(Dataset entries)
▬▬▬

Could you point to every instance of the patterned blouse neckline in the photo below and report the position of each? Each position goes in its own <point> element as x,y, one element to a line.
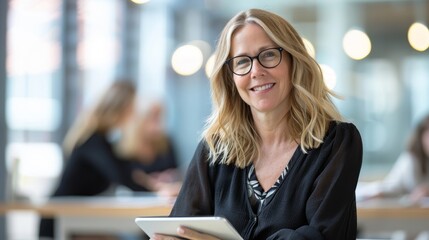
<point>257,194</point>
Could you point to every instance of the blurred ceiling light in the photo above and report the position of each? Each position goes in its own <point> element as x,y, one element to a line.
<point>418,36</point>
<point>329,76</point>
<point>187,60</point>
<point>356,44</point>
<point>309,46</point>
<point>210,65</point>
<point>140,1</point>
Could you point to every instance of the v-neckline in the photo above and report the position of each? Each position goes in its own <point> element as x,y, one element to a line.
<point>290,165</point>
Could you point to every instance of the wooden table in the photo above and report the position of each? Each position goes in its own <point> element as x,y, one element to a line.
<point>117,214</point>
<point>393,215</point>
<point>107,215</point>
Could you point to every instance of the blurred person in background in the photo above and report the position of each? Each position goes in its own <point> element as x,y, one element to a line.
<point>409,176</point>
<point>148,144</point>
<point>92,166</point>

▬▬▬

* TASK INSTRUCTIONS: All of the data above needs to be retyped exactly, with the pictures removed.

* OUTPUT FOR THIS EXERCISE:
Could you point to every instance of the patterned blouse neckline in the photo below and report the position of each? Each position goes in its own <point> element as x,y, one element to a line.
<point>257,194</point>
Could you point to every instance of the blurred ceiling light in the photo above and report the position of each? Each position goes in its own <point> element as x,y, one element to a line.
<point>418,36</point>
<point>329,76</point>
<point>187,60</point>
<point>356,44</point>
<point>309,46</point>
<point>210,65</point>
<point>140,1</point>
Could you point to every instance of the v-neckline in the photo above and report the position of each? Each position goes in its own <point> element as x,y, one element to a line.
<point>290,165</point>
Could you point to every instance of the wooden table in the photo above and report the position of each? Each position goes in its own <point> element as x,y, one element to a line.
<point>117,214</point>
<point>393,215</point>
<point>107,215</point>
Could you point to every instance of the blurred person in background in the photo above and report the position of each? Each position goes in its own <point> element as x,y, one element to a line.
<point>409,176</point>
<point>148,144</point>
<point>92,166</point>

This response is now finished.